==== Information ====
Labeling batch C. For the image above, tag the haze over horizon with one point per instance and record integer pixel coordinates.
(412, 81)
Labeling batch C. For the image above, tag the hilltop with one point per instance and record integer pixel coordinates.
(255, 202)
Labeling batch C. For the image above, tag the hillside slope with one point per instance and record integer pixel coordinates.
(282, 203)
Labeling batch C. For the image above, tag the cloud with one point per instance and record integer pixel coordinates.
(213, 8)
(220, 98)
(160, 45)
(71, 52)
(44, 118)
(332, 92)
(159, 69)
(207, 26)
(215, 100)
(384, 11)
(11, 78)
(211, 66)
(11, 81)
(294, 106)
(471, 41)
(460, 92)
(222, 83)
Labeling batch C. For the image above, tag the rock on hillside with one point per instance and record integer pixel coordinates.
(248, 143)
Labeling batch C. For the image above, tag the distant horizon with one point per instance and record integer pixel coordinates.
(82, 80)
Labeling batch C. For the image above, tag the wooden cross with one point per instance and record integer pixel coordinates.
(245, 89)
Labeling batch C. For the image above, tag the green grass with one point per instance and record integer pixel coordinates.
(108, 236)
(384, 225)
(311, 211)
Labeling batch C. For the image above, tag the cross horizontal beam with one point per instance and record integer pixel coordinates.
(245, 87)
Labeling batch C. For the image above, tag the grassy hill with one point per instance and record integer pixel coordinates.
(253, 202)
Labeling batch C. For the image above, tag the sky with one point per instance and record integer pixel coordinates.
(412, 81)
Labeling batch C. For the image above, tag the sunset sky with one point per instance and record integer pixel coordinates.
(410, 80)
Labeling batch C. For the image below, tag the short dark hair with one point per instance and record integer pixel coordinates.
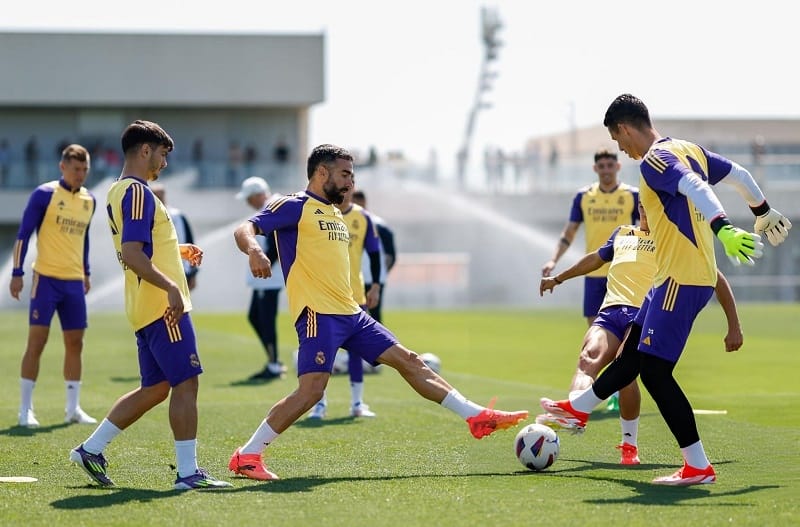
(604, 153)
(145, 132)
(627, 109)
(76, 152)
(325, 154)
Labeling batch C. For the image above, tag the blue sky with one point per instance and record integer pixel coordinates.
(402, 75)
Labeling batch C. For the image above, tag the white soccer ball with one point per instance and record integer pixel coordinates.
(432, 361)
(536, 446)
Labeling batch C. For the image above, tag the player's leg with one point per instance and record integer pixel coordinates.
(600, 346)
(355, 370)
(620, 373)
(375, 344)
(73, 317)
(670, 330)
(44, 299)
(319, 338)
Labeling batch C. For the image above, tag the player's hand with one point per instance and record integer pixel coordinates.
(174, 310)
(774, 225)
(548, 283)
(742, 247)
(15, 287)
(734, 339)
(191, 253)
(373, 296)
(260, 265)
(548, 267)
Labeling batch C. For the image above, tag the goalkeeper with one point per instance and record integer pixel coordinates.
(684, 216)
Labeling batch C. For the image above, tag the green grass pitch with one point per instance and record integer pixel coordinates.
(416, 463)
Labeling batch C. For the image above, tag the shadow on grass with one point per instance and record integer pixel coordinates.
(24, 431)
(645, 492)
(102, 497)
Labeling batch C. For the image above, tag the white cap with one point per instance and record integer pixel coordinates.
(251, 186)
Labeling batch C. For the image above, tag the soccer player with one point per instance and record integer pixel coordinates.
(313, 242)
(602, 206)
(60, 212)
(388, 254)
(363, 238)
(263, 312)
(157, 304)
(631, 253)
(684, 215)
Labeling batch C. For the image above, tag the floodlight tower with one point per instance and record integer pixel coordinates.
(490, 25)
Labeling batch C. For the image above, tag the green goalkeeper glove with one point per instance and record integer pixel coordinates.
(740, 246)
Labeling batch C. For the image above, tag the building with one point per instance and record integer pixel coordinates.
(229, 100)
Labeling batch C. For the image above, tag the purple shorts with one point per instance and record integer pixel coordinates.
(168, 353)
(320, 337)
(50, 295)
(667, 315)
(616, 319)
(594, 291)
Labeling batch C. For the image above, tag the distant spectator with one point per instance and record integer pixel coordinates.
(235, 158)
(281, 152)
(5, 162)
(32, 160)
(250, 158)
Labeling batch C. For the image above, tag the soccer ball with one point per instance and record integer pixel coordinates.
(432, 361)
(536, 446)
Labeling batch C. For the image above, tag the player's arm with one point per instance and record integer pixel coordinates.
(590, 262)
(387, 241)
(245, 236)
(566, 239)
(87, 283)
(31, 220)
(134, 257)
(769, 222)
(734, 337)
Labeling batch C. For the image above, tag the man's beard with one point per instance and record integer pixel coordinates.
(333, 194)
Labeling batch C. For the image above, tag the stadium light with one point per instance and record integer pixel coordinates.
(490, 26)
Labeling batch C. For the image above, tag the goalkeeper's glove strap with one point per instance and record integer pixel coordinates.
(719, 222)
(760, 210)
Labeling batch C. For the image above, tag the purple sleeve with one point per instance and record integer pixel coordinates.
(287, 214)
(31, 221)
(662, 171)
(137, 215)
(86, 269)
(576, 213)
(606, 251)
(635, 215)
(718, 167)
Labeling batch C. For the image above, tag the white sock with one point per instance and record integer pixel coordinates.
(356, 392)
(73, 396)
(26, 394)
(584, 401)
(186, 454)
(263, 436)
(105, 432)
(630, 430)
(455, 402)
(695, 455)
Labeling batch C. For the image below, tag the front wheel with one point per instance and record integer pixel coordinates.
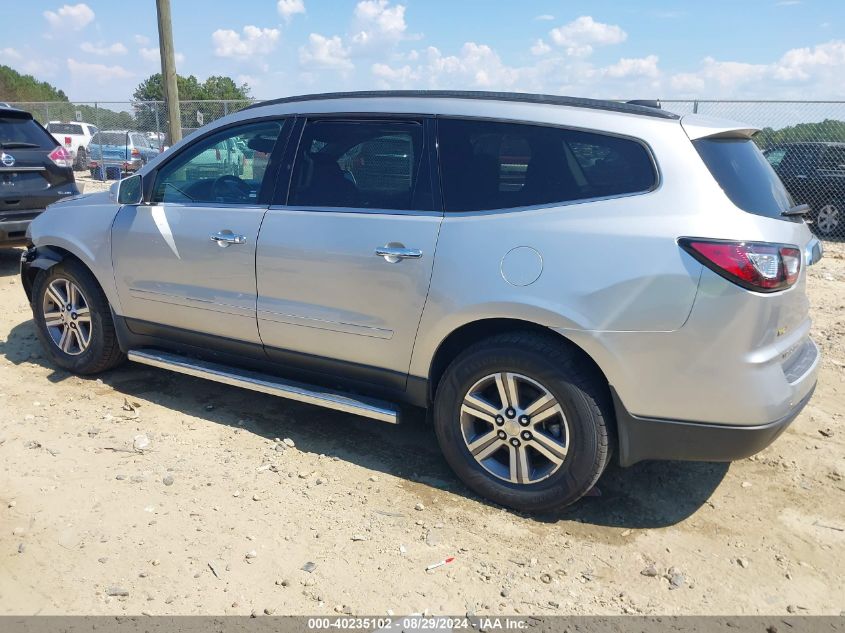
(73, 320)
(524, 420)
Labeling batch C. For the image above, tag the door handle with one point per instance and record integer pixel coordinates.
(394, 254)
(227, 238)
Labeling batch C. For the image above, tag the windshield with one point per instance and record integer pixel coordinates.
(745, 175)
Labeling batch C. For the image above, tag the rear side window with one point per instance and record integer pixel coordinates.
(110, 138)
(489, 165)
(745, 175)
(361, 164)
(23, 133)
(65, 128)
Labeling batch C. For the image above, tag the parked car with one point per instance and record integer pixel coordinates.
(814, 174)
(558, 280)
(74, 137)
(34, 171)
(115, 153)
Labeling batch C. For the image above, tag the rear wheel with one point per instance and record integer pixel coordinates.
(524, 421)
(73, 320)
(829, 220)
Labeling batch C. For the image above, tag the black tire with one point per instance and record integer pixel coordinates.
(81, 163)
(581, 392)
(103, 352)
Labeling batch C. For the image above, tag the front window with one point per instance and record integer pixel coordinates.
(228, 167)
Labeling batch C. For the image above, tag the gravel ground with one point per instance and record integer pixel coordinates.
(143, 491)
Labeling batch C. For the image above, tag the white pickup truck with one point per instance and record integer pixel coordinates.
(74, 137)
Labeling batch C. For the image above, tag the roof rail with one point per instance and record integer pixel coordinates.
(575, 102)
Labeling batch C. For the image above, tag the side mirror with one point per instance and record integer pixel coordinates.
(130, 190)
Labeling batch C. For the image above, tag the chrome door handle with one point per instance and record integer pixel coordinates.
(395, 254)
(226, 238)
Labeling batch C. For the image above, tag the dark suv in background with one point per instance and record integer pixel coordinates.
(34, 171)
(814, 173)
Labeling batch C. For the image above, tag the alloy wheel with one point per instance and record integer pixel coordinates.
(514, 428)
(828, 219)
(67, 316)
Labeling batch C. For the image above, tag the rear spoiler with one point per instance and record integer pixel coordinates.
(698, 126)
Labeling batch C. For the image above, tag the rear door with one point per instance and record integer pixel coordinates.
(344, 263)
(186, 262)
(29, 179)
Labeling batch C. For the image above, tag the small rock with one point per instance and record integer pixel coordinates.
(140, 442)
(117, 591)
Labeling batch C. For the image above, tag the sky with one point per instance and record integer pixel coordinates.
(739, 49)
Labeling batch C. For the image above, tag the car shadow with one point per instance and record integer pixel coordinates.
(647, 495)
(10, 261)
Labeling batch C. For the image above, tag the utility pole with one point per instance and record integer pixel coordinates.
(168, 70)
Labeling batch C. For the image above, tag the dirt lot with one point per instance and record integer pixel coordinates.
(213, 516)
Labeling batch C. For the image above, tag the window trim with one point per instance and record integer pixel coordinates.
(281, 199)
(265, 193)
(658, 174)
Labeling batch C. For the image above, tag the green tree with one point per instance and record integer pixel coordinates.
(215, 88)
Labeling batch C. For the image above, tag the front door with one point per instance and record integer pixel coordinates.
(344, 267)
(186, 260)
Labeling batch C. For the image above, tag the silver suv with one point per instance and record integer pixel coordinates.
(556, 279)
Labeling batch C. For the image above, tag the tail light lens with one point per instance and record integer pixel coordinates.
(61, 157)
(758, 266)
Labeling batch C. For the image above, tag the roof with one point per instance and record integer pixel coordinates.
(574, 102)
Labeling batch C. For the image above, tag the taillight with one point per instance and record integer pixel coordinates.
(758, 266)
(61, 157)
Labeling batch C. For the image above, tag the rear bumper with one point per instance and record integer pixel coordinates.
(645, 438)
(13, 229)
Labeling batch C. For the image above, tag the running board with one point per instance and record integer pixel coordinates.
(309, 394)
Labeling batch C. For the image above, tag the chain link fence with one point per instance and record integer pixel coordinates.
(803, 140)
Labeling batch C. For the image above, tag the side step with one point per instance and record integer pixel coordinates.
(376, 409)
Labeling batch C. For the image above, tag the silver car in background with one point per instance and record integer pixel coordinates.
(557, 280)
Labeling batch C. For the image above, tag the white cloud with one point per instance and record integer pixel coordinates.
(326, 53)
(104, 49)
(633, 67)
(288, 8)
(255, 41)
(582, 34)
(540, 48)
(100, 73)
(9, 53)
(377, 22)
(800, 73)
(70, 16)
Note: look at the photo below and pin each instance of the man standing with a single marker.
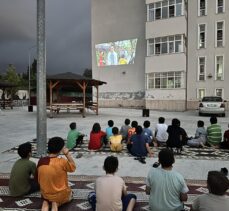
(52, 175)
(166, 187)
(112, 57)
(214, 133)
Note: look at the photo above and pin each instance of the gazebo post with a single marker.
(3, 97)
(97, 99)
(83, 87)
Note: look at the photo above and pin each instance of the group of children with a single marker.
(139, 140)
(166, 188)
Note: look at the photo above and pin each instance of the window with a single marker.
(220, 34)
(165, 9)
(201, 68)
(219, 6)
(219, 92)
(167, 80)
(202, 7)
(165, 45)
(200, 93)
(202, 36)
(151, 47)
(151, 12)
(219, 66)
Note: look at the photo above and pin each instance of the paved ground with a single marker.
(18, 126)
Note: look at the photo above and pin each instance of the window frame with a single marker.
(174, 5)
(216, 68)
(222, 92)
(206, 6)
(205, 41)
(168, 42)
(197, 93)
(205, 63)
(217, 7)
(216, 34)
(155, 77)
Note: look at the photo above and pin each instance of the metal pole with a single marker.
(41, 80)
(29, 109)
(29, 79)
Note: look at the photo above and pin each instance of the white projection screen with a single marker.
(116, 53)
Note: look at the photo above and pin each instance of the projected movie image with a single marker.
(116, 53)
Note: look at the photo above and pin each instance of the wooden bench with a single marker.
(55, 108)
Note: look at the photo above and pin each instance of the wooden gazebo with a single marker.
(58, 81)
(4, 102)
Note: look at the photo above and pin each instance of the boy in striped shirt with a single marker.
(214, 133)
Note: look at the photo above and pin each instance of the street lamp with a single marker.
(30, 107)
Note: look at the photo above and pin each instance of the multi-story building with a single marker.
(180, 54)
(208, 50)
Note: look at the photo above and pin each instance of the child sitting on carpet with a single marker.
(115, 141)
(216, 199)
(97, 137)
(21, 182)
(124, 129)
(147, 131)
(52, 175)
(200, 136)
(132, 130)
(109, 129)
(110, 190)
(74, 137)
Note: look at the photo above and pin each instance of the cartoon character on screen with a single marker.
(112, 57)
(101, 59)
(123, 60)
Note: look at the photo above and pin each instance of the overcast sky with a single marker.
(68, 34)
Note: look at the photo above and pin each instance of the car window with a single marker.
(212, 99)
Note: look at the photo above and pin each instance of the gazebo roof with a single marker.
(68, 77)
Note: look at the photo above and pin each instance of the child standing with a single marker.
(74, 137)
(147, 131)
(109, 129)
(115, 140)
(124, 129)
(161, 135)
(21, 182)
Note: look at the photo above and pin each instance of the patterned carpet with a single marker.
(187, 153)
(81, 186)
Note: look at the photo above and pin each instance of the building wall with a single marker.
(166, 27)
(166, 99)
(114, 21)
(210, 84)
====
• [Directions] Print the lines of the entries, exactly, from the one containing "sky with a single marker." down to the final line, and leave out all the others.

• [Reply to the exercise]
Note: look at the photo above and pin each instance of the overcast sky with a single marker.
(68, 34)
Note: look at the photo above and pin each instance of the car window with a single marker.
(212, 99)
Note: look at the photo above and pin each instance of the gazebo roof with a single marker.
(68, 77)
Note: look at the photo above and pin each instance of the child standing with a single marker.
(74, 137)
(147, 131)
(109, 129)
(115, 140)
(124, 129)
(161, 135)
(21, 182)
Note: look at the photo above and pin each instance of the patterned carpet with a single marker.
(187, 153)
(81, 186)
Note: look at the photo above and pin each instance of the building wall with a single marker.
(166, 27)
(166, 99)
(114, 21)
(210, 84)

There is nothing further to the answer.